**Exercise aim:**
Scale every row from the line containing "If any stone doorway" through the end of the rows. Copy each line in full, multiplying every bounding-box coordinate by 0.5 and rounding to whole numbers with halves rounded up, and give only these rows.

━━ Excerpted records

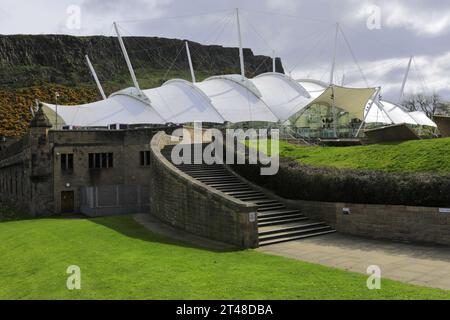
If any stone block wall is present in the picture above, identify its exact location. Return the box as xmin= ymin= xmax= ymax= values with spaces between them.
xmin=149 ymin=132 xmax=258 ymax=248
xmin=229 ymin=168 xmax=450 ymax=245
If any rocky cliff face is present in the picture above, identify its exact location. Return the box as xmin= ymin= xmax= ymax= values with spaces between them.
xmin=0 ymin=35 xmax=282 ymax=87
xmin=0 ymin=35 xmax=283 ymax=137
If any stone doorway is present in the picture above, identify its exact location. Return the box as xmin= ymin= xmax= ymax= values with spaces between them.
xmin=61 ymin=191 xmax=75 ymax=213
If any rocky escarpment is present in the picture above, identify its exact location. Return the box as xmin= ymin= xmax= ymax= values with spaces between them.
xmin=0 ymin=35 xmax=283 ymax=137
xmin=0 ymin=35 xmax=282 ymax=87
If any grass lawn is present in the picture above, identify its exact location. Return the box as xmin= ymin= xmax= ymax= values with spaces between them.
xmin=250 ymin=138 xmax=450 ymax=174
xmin=0 ymin=216 xmax=450 ymax=299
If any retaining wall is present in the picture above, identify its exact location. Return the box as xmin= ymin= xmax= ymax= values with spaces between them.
xmin=149 ymin=132 xmax=258 ymax=248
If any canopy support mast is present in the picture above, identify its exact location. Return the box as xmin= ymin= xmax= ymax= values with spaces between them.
xmin=355 ymin=87 xmax=380 ymax=138
xmin=236 ymin=8 xmax=245 ymax=78
xmin=272 ymin=50 xmax=277 ymax=73
xmin=85 ymin=55 xmax=106 ymax=100
xmin=330 ymin=22 xmax=339 ymax=138
xmin=113 ymin=22 xmax=141 ymax=95
xmin=398 ymin=56 xmax=414 ymax=103
xmin=186 ymin=41 xmax=196 ymax=83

━━━━

**Completed task:**
If any stone doorway is present in the picture above, identify its exact location. Return the box as xmin= ymin= xmax= ymax= values with spaces between them.
xmin=31 ymin=96 xmax=38 ymax=107
If any rocky escarpment is present in the picture above, identify its exact location. Return the box as xmin= ymin= xmax= ymax= values with spaces between them.
xmin=0 ymin=18 xmax=142 ymax=69
xmin=0 ymin=18 xmax=141 ymax=44
If any grass lawn is present in the picture above, identify its exact location. Return the box as xmin= ymin= xmax= ymax= values with spaces between them.
xmin=125 ymin=69 xmax=225 ymax=87
xmin=0 ymin=108 xmax=225 ymax=150
If any retaining wall is present in the picture above, identify its exact location. Return the box as xmin= ymin= xmax= ymax= values with spaces between them.
xmin=75 ymin=66 xmax=129 ymax=124
If any canopy support mast is present in the picture above, identify its exact location. Return the box as xmin= ymin= xmax= ymax= values with spaces between them.
xmin=178 ymin=44 xmax=190 ymax=69
xmin=118 ymin=4 xmax=123 ymax=39
xmin=136 ymin=25 xmax=139 ymax=37
xmin=43 ymin=28 xmax=53 ymax=50
xmin=165 ymin=11 xmax=170 ymax=69
xmin=57 ymin=11 xmax=71 ymax=48
xmin=199 ymin=28 xmax=207 ymax=52
xmin=93 ymin=21 xmax=98 ymax=42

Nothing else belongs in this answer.